- _Problema proposto a_
No trecho sobre os primeiros contatos com o computador, quantos computadores a universidade tinha em 1980?

Em março de 1980, me tornei aluno de Engenharia de Produção na Universidade Federal de Santa Catarina. Ali pude ter contato com algo que me despertou enorme curiosidade: o computador. Falo no singular, pois naquela época a universidade contava com apenas dois computadores, e os alunos de graduação só tinham acesso ao mais antigo. Para poder “conversar” com aquela máquina, era preciso perfurar cartões de papel. De lá até aqui, já se passaram 43 anos, e quatro momentos me parecem profundamente emblemáticos nesse caminho.
O primeiro é uma entrevista que o então jovem Bill Gates deu no programa David Letterman Show de 1995. Gates enfatiza, a um cético entrevistador, o incrível potencial da internet, e prevê como aquela ferramenta que ainda estava em estágio inicial iria transformar a vida das pessoas. Se você ainda não viu, pode facilmente encontrar o vídeo naquela internet que Gates defendia.

- _Dados fornecidos_
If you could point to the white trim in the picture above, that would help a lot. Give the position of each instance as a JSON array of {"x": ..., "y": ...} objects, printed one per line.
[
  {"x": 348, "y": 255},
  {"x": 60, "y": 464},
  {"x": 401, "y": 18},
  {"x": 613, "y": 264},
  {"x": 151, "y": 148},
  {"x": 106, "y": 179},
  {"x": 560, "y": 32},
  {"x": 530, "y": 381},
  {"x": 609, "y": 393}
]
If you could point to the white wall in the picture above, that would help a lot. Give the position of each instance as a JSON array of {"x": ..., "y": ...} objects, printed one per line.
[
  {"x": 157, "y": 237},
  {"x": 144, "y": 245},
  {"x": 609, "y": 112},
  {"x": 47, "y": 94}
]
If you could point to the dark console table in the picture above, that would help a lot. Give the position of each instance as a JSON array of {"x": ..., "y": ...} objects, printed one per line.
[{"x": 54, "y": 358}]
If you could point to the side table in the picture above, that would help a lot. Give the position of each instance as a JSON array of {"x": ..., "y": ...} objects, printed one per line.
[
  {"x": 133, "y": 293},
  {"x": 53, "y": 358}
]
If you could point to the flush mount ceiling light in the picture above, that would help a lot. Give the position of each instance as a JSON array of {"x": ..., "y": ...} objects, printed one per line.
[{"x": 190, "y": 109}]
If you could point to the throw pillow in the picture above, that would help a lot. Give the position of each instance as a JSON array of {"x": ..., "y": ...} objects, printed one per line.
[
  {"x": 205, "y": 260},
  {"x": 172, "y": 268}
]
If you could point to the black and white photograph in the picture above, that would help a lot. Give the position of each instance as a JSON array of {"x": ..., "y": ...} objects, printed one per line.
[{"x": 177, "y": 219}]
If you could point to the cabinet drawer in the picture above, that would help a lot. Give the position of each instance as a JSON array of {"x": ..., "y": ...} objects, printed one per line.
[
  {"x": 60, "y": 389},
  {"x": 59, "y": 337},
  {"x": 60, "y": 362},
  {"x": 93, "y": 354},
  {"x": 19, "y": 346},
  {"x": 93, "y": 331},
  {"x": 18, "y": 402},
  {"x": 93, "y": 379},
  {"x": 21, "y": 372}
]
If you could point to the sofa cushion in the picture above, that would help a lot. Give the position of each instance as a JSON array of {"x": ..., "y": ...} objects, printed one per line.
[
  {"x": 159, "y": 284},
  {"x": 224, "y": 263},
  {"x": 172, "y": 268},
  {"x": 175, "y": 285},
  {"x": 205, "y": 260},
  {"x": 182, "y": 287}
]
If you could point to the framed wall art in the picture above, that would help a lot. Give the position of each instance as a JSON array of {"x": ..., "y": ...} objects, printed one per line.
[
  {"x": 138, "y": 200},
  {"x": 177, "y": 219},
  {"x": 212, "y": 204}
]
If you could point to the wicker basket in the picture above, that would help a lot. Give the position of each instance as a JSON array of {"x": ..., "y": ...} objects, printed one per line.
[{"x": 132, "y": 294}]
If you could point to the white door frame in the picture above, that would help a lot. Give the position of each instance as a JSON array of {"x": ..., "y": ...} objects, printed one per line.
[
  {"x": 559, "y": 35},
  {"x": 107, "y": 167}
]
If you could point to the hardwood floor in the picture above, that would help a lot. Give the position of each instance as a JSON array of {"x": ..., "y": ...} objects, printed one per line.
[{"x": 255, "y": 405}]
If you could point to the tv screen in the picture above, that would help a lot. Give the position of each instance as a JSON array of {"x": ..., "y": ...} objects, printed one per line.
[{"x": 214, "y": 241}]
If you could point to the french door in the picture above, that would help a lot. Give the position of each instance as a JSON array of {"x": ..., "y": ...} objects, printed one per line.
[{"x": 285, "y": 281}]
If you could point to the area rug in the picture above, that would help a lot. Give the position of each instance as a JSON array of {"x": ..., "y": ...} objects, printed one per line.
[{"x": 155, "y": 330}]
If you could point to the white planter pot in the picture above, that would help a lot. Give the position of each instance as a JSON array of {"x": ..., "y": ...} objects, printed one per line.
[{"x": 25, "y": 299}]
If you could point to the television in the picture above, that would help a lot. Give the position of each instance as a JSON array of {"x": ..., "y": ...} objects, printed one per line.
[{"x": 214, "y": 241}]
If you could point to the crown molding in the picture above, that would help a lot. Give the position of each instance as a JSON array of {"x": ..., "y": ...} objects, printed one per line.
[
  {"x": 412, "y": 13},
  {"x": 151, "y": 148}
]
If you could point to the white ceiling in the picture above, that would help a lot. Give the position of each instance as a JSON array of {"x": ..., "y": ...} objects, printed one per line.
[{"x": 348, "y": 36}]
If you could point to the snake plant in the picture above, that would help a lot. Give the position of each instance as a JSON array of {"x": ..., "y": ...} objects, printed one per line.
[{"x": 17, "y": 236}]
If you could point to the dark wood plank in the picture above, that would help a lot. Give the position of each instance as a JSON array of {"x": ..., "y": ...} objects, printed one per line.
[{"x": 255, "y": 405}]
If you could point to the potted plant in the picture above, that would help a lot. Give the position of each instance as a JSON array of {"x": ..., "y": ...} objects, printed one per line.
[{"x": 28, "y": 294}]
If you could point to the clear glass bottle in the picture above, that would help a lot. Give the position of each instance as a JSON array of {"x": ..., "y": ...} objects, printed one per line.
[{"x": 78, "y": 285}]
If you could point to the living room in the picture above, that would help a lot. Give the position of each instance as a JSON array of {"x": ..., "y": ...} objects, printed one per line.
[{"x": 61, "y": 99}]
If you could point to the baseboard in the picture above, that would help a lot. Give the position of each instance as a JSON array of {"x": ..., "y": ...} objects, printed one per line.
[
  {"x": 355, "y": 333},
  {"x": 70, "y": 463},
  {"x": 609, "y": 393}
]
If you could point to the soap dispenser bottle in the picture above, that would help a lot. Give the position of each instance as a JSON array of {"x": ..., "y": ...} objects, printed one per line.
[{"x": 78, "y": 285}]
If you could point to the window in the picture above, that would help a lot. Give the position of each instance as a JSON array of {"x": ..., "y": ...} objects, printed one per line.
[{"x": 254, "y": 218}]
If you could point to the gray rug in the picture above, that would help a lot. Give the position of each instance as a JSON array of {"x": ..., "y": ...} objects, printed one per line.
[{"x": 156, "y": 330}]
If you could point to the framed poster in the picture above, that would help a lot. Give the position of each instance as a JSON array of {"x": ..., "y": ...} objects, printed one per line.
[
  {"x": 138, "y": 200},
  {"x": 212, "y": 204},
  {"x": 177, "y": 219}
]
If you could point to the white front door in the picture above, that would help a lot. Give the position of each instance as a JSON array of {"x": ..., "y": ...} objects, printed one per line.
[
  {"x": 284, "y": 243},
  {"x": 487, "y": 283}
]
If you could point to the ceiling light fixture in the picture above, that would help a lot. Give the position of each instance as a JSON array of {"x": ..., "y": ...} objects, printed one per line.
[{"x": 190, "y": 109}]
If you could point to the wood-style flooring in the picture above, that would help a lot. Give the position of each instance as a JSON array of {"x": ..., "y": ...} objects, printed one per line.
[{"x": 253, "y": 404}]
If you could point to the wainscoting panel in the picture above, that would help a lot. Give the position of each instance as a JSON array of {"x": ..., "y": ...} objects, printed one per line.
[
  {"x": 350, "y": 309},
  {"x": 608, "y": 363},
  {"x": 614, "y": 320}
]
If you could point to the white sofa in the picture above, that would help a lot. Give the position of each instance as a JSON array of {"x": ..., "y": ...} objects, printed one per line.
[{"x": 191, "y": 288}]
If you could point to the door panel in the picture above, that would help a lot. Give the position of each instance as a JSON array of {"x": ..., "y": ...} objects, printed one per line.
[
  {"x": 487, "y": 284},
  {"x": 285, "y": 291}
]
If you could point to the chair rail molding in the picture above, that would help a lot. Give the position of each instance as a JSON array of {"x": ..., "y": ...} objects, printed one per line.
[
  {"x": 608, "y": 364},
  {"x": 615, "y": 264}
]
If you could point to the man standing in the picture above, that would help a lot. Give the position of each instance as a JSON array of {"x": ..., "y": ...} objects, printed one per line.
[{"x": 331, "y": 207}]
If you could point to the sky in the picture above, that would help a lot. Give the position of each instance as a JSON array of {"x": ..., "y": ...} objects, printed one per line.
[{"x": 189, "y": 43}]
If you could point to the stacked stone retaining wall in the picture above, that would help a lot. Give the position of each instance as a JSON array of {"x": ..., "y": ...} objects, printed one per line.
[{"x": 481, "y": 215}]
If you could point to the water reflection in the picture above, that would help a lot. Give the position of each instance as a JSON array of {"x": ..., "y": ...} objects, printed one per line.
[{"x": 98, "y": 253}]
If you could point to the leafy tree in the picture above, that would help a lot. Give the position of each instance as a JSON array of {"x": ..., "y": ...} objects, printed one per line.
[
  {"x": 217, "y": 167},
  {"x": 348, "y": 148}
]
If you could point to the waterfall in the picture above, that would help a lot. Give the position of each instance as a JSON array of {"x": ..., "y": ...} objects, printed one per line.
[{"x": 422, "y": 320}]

- _Problema proposto b_
Apresente como lista numerada, sem as linhas em branco, as linhas da listagem que vão da que contém "If you could point to the waterfall" até o fim da listagem, ambas as pontas incluídas.

- _Resultado correto a_
Apenas dois computadores.

- _Resultado correto b_
1. If you could point to the waterfall in the picture above, that would help a lot. Give the position of each instance as a JSON array of {"x": ..., "y": ...} objects, printed one per line.
2. [{"x": 422, "y": 320}]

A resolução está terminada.